■ **Document segment**:
--- begin ---

3. The "Jitter" (Avoid Thundering Herds)¶

If 1000 workers all retry at exactly 1 second, they will hammer the API again simultaneously. Concurry adds Jitter by default.

worker = APIWorker.options(
    retry_algorithm="exponential",
    retry_jitter=0.5  # Randomize wait times by +/- 50%
).init()

Advanced: Fine-Grained Control¶

For complex workers, you might want aggressive retries on some methods but none on others.

Per-Method Configuration¶

You can pass a dictionary instead of a single value. The "*" key sets the default.

@worker(mode="thread")
class DatabaseWorker: ...

worker = DatabaseWorker.options(
    num_retries={
        "*": 0,              # Default: No retries (safe)
        "read_data": 3,      # Retrying reads is safe
        "write_log": 5       # Critical logs must be written
    },
    retry_wait={
        "*": 1.0,
        "write_log": 5.0     # Wait longer for write retries
    }
).init()

--- end ---

(Data entries)

--- begin ---

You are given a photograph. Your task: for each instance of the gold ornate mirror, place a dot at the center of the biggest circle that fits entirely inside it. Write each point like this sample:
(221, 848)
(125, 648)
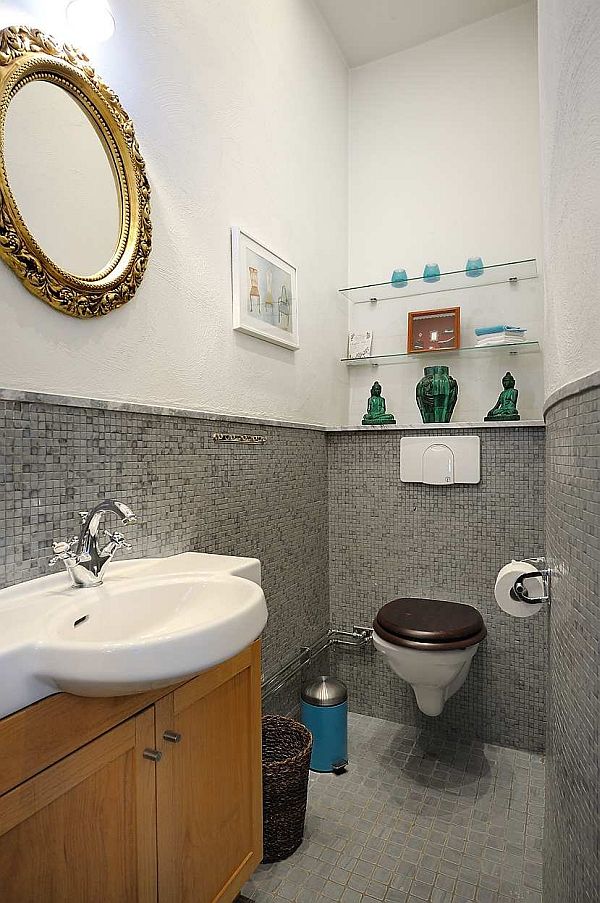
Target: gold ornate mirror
(74, 197)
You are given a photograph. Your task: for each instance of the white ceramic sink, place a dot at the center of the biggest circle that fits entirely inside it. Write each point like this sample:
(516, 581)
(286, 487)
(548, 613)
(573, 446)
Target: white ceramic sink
(152, 623)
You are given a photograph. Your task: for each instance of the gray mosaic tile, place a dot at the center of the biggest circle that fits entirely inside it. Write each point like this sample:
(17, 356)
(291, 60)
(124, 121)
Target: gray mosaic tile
(383, 757)
(572, 839)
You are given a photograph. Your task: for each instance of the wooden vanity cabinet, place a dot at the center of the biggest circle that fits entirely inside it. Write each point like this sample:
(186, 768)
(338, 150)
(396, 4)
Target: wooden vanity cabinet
(164, 805)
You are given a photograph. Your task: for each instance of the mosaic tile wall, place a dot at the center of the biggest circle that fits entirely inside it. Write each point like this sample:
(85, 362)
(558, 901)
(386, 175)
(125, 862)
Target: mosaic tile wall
(572, 834)
(267, 501)
(389, 539)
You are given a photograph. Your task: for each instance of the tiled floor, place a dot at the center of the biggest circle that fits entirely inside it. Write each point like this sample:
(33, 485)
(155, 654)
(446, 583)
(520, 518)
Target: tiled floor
(413, 820)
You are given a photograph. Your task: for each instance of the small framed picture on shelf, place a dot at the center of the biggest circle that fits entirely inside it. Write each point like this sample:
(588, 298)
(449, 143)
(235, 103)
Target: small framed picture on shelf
(433, 330)
(359, 344)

--- end ---

■ **Aim A**: Which keyword arguments are passed to `.options(...)` across all the code in the retry configuration excerpt?
■ **Aim B**:
Answer these from the retry configuration excerpt:
(i) How many workers does the jitter explanation imagine retrying at exactly 1 second?
(ii) What does the "*" key set in a per-method dictionary?
(iii) What retry_wait value is given for "write_log"?
■ **Aim C**:
Do these statements agree with the retry configuration excerpt? Answer yes or no for each, quoting the words that decide it.
(i) Concurry adds jitter without being asked.
(ii) The "read_data" method is given five retries.
(iii) DatabaseWorker is declared with process mode.
Rely only on the retry configuration excerpt for every answer.

■ **Worked solution A**: retry_algorithm, retry_jitter, num_retries, retry_wait

■ **Worked solution B**:
(i) 1000
(ii) The default
(iii) 5.0

■ **Worked solution C**:
(i) Yes: "Concurry adds Jitter by default."
(ii) No: "read_data": 3
(iii) No: @worker(mode="thread")